**Requirement 1**
In the hypothesis testing passage, what distributions are used to approximate μ j |r case and μ j |r control?
**Requirement 2**
Continue the hypothesis testing passage from its final sentence.

**Supplied text**
....

Unfortunately, this numerical integration step is computationally expensive. The variational EM algorithm is summarized using pseudocode in Algorithm 1.

Hypothesis testing

The posterior distribution over \(\mu _{j}^{\triangle } \mid r^{case}, r^{control} \triangleq \mu _{j}|r^{case} - \mu _{j}|r^{control}\) is the distribution over the change in the non-reference read rate at position j between a case and control sample. Since the variational approximate posterior distributions in the difference are Beta distributions, the distribution of the difference is not analytically known. In order to compute the statistic of interest, we approximate μ j |r case and μ j |r control with univariate Gaussian distributions by matching the first two moments of the variational Beta distributions. Then, the difference is a Gaussian distribution. As we show in the section of comparison of approximated posterior distribution, the Gaussian approximation is empirically reasonable.

....

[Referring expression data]

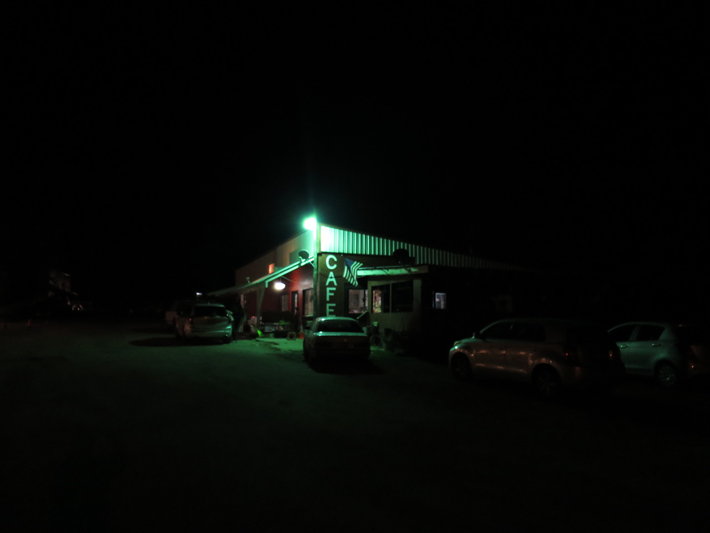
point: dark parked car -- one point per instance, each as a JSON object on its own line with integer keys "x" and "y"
{"x": 203, "y": 320}
{"x": 551, "y": 354}
{"x": 335, "y": 337}
{"x": 667, "y": 352}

....

**Response area 1**
Univariate Gaussian distributions that match the first two moments of the variational Beta distributions.

**Response area 2**
Under the variational approximation,

$$\begin{array}{*{20}l} E_{q}[\mu_{j}|r^{case}] &= \frac{\gamma_{j1}^{case}}{\gamma_{j1}^{case} + \gamma_{j2}^{case}} \end{array} $$
$$\begin{array}{*{20}l} \text{Var}_{q}[\mu_{j}|r^{case}] &= \frac{\gamma_{j1}^{case} \gamma_{j2}^{case}}{(\gamma_{j1}^{case} + \gamma_{j2}^{case} + 1)(\gamma_{j1}^{case} + \gamma_{j2}^{case})^{2}} \end{array} $$

for μ j |r case and likewise for μ j |r control. We approximate the posterior for the case sample as

$$ \mu_{j} | r^{case} \sim \mathcal{N}(E_{q}[\mu_{j}|r^{case}], \text{Var}_{q}[\mu_{j}|r^{case}]) $$

and likewise for the control. Then,

$${} \begin{array}{ll} &\mu_{j}^{\triangle} \mid r^{case}, r^{control} \sim \\ &\quad \mathcal{N}(E_{q}[\mu_{j}|r^{case}] - E_{q}[\mu_{j}|r^{control}], \text{Var}_{q}[\mu_{j}|r^{case}]\\ &\quad+ \text{Var}_{q}[\mu_{j}|r^{control}]) \end{array} $$

Now, we can approximate the posterior probability of interest,

$$ \Pr(\mu_{j}^{\triangle} \geq \tau \mid r^{case}, r^{control}), $$

that is, the posterior probability that the difference in the non-reference read rate is greater than a fixed effect size τ (e.g. zero) for a one sided test. For a two sided test, we compute the approximate probability

$$ \Pr(| \mu_{j}^{\triangle} | \geq \tau \mid r^{case}, r^{control}). $$

A position is called a provisional variant if \(\Pr (| \mu _{j}^{\triangle } | \geq \tau \mid r^{case}, r^{control}) \geq 1-\alpha /2\), where the probability is approximated as described.

It is possible that a position is called a variant due to a differential non-reference read count, but no particular alternative base is more frequently observed than the others. In this case, the likely cause is a sequencing error that indiscriminately incorporates a non-reference base at the position. To discriminate this non-biological cause from the interesting true variants we use a χ 2 goodness-of-fit test for non-uniform base distribution [17, 21]. For each provisional variant, if we reject the null hypothesis that the distribution is uniform, we promote the position to a called variant.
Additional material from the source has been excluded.